Work request: Give the entries again, exactly as they stand.

Data excerpts:
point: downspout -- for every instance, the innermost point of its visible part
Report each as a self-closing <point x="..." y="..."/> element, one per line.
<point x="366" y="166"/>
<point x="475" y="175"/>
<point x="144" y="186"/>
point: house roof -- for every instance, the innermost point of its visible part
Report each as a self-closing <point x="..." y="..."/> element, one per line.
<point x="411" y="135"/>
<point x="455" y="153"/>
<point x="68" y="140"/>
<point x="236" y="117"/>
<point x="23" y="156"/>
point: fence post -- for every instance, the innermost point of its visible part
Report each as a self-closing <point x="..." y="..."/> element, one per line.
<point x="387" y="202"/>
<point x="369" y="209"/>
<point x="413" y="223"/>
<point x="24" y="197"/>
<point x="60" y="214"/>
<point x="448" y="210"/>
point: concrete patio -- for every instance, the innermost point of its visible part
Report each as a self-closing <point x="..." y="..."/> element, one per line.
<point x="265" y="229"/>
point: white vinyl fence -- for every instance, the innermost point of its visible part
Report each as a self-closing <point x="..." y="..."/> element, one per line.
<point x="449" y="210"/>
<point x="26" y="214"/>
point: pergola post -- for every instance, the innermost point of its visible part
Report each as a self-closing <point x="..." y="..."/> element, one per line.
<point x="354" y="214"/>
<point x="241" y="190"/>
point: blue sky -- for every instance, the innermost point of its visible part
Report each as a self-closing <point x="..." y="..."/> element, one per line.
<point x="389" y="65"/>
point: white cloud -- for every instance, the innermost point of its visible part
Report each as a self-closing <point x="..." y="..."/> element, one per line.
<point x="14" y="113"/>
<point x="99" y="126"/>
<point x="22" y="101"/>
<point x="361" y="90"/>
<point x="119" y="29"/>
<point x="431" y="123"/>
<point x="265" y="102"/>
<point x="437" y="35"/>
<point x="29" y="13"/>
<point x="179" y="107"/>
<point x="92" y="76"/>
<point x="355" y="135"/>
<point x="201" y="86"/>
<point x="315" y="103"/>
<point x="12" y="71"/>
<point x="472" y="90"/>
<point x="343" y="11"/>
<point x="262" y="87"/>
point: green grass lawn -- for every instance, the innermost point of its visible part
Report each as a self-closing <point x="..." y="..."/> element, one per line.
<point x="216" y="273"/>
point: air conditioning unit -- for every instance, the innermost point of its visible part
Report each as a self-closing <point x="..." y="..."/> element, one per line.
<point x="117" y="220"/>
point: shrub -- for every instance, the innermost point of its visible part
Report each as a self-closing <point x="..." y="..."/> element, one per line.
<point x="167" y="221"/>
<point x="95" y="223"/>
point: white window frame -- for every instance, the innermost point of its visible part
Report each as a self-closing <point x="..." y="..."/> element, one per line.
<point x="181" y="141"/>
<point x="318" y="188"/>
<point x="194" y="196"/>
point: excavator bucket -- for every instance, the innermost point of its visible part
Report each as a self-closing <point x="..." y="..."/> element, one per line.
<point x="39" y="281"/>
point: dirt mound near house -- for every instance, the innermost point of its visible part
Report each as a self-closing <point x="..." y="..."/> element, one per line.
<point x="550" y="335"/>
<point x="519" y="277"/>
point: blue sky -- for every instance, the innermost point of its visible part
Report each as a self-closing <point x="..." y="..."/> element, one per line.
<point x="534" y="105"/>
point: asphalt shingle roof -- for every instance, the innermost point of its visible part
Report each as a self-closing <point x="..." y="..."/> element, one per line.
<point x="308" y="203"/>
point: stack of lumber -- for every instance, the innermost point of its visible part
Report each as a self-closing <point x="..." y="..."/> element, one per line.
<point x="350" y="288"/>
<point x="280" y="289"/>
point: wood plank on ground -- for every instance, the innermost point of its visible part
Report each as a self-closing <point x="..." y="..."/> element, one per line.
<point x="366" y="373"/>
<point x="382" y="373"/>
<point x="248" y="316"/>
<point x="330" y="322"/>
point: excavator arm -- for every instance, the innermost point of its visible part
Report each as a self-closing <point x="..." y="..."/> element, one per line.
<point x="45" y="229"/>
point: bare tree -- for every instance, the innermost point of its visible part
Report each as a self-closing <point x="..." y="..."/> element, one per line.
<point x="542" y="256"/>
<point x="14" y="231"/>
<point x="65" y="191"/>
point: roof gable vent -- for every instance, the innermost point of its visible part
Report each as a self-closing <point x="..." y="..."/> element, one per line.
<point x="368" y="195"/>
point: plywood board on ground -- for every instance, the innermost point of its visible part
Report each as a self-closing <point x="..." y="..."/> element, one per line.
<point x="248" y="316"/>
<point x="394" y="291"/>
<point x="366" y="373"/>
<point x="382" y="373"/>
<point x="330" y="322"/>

Written solution:
point: downspout -- for every instance, the innermost point of its visible part
Report each as a self-closing <point x="..." y="..."/> element, one per line.
<point x="366" y="166"/>
<point x="475" y="175"/>
<point x="144" y="186"/>
point: house roof -- for every instance, the innermost point of its visible part
Report each as a self-closing <point x="..." y="..."/> element, one per line.
<point x="411" y="135"/>
<point x="455" y="153"/>
<point x="68" y="140"/>
<point x="236" y="117"/>
<point x="23" y="156"/>
point: fence post -- for every instance, the innermost point of its visible part
Report each as a self-closing <point x="..." y="..."/> element, one per line.
<point x="387" y="202"/>
<point x="369" y="209"/>
<point x="413" y="223"/>
<point x="24" y="197"/>
<point x="60" y="214"/>
<point x="448" y="210"/>
point: concrete patio -- for every instance, the innermost point of its visible part
Report each as a self-closing <point x="..." y="..."/> element, one per line.
<point x="265" y="229"/>
point: white vinyl fence -- for every instance, the innermost point of its visible part
Report each as a self-closing <point x="..." y="..."/> element, one per line.
<point x="449" y="210"/>
<point x="26" y="214"/>
point: pergola post -- for every instance, the innermost point of its visible part
Report each as a self-closing <point x="..." y="..."/> element, one per line.
<point x="354" y="214"/>
<point x="241" y="190"/>
point: blue sky -- for every instance, the innermost point of its visible part
Report each as a self-closing <point x="..." y="..."/> element, one per line.
<point x="389" y="65"/>
point: white cloud -- for every instance, the innermost point of its visible part
Report each as a self-closing <point x="..." y="..."/> element, one per line.
<point x="14" y="113"/>
<point x="99" y="126"/>
<point x="22" y="101"/>
<point x="361" y="90"/>
<point x="119" y="29"/>
<point x="431" y="123"/>
<point x="265" y="102"/>
<point x="437" y="35"/>
<point x="29" y="13"/>
<point x="179" y="107"/>
<point x="92" y="76"/>
<point x="355" y="135"/>
<point x="201" y="86"/>
<point x="315" y="103"/>
<point x="12" y="71"/>
<point x="472" y="90"/>
<point x="343" y="11"/>
<point x="262" y="87"/>
point: green grass lawn -- for every instance, the innermost point of its visible part
Report each as a self-closing <point x="..." y="..."/> element, one per line.
<point x="216" y="273"/>
point: air conditioning unit -- for every instance, the innermost point of its visible part
Report each as a self-closing <point x="..." y="..."/> element, one per line.
<point x="117" y="220"/>
point: shrub -- for every instance, the innermost point of its visible part
Report each as a self-closing <point x="..." y="..."/> element, one per line.
<point x="167" y="221"/>
<point x="95" y="223"/>
point: white window frame -- for every instance, the innermost point of its visible part
Report each as a self-closing <point x="..." y="..."/> element, one per line.
<point x="181" y="141"/>
<point x="318" y="188"/>
<point x="194" y="196"/>
point: excavator bucket -- for every instance, the innermost point of its visible part
Report each as a self-closing <point x="..." y="..."/> element, one per line.
<point x="39" y="281"/>
point: dirt mound near house -- for every instance, the innermost point of its visible part
Report each as a self-closing <point x="..." y="..."/> element, one per line.
<point x="550" y="335"/>
<point x="519" y="277"/>
point: blue sky -- for every instance, the innermost point of its visible part
Report each as a self-closing <point x="..." y="..."/> element, one per line.
<point x="534" y="105"/>
point: asphalt shingle roof -- for every instance, the innermost point of its visible part
Report each as a self-closing <point x="..." y="..."/> element, one per line.
<point x="308" y="203"/>
point: stack of lumber -- for every instance, the innermost point of its visible part
Report each as a self-closing <point x="..." y="..."/> element, one per line.
<point x="350" y="288"/>
<point x="280" y="289"/>
point: wood plank on ground -- for every instance, the innermost point of its visible part
Report each as a self-closing <point x="..." y="..."/> element, one per line.
<point x="366" y="373"/>
<point x="382" y="373"/>
<point x="248" y="316"/>
<point x="330" y="322"/>
point: excavator arm -- for every instance, the innermost point of its visible part
Report each as a self-closing <point x="..." y="..."/> element, one per line.
<point x="45" y="229"/>
point: bare tree -- for every instance, the innermost point of its visible part
Report each as a self-closing <point x="..." y="..."/> element, one per line.
<point x="542" y="256"/>
<point x="14" y="231"/>
<point x="65" y="191"/>
point: roof gable vent -- for every instance, the innermost point of its visible part
Report each as a self-closing <point x="..." y="..."/> element, one per line.
<point x="368" y="195"/>
point: plywood board on ground -- for every instance, the innermost point of its visible part
Report each as a self-closing <point x="..." y="..."/> element, one per line.
<point x="248" y="316"/>
<point x="394" y="291"/>
<point x="366" y="373"/>
<point x="382" y="373"/>
<point x="330" y="322"/>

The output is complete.